● **Given records**

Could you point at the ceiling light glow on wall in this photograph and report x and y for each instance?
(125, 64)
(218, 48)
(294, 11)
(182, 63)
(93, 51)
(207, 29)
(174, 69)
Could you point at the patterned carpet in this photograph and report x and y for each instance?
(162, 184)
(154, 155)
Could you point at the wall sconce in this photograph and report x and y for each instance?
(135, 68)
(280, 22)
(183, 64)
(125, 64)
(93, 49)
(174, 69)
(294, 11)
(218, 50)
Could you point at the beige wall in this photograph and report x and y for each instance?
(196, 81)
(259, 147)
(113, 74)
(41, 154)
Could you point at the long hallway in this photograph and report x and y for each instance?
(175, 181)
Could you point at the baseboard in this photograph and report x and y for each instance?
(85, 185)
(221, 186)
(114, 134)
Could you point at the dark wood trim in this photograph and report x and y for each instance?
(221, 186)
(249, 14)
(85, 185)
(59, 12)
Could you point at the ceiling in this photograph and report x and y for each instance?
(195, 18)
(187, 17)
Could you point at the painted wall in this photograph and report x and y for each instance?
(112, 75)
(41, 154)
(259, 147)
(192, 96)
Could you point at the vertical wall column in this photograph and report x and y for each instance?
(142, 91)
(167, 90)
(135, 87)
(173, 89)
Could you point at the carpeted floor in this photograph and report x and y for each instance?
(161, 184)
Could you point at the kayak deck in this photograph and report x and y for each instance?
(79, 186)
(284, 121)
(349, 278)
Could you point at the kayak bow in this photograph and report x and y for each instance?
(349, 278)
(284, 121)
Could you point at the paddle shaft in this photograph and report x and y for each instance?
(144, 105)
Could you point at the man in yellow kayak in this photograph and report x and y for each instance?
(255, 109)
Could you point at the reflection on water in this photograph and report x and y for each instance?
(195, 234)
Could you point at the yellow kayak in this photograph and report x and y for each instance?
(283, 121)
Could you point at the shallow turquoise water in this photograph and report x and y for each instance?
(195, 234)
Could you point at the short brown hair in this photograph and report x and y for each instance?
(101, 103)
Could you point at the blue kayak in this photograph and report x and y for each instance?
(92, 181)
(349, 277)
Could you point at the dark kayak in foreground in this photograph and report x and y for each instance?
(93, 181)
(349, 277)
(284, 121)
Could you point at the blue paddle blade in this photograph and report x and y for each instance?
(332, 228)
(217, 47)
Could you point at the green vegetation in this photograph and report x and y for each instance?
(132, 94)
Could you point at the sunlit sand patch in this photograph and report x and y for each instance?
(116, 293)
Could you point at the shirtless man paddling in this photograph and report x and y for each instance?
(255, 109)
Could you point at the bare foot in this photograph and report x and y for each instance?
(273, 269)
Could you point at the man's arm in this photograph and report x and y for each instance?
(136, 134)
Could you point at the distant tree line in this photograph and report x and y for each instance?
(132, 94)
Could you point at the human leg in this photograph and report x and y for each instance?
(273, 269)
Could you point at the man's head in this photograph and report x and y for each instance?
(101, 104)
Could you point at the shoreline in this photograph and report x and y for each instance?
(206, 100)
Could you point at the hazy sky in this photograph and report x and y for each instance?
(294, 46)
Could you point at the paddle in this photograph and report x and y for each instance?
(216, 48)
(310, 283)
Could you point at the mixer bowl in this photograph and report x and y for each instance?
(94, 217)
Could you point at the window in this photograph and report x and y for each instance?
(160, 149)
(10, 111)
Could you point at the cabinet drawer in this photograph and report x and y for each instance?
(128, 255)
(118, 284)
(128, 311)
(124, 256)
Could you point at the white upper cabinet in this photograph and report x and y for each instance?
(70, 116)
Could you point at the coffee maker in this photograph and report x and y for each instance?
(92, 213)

● **To do**
Beginning at the line that contains "Could you point at the man's head", retype each line of the listing up to and including the last one, exactly as it stands, and nothing else.

● **Response**
Could you point at the man's head in this photograph and report x and y for each instance?
(101, 104)
Could you point at the shoreline in this photograph and report x and y for each instance?
(206, 100)
Could you point at the hazy sky in this photograph and report x and y for each instance?
(294, 46)
Could you point at the paddle in this photograph and report x and y for each instance?
(216, 48)
(310, 283)
Could you point at the mixer bowl in this photograph and report x and y for each instance?
(94, 217)
Could you point at the window in this photograph and report x and y for each instance?
(160, 149)
(10, 111)
Could you point at the cabinet drawer in this photograph and report x and y for each instance?
(128, 255)
(118, 284)
(128, 311)
(124, 256)
Could you point at the white upper cabinet in this photograph and report x and y for each instance?
(70, 116)
Could you point at the coffee maker in this photograph and report x and y for each instance?
(92, 213)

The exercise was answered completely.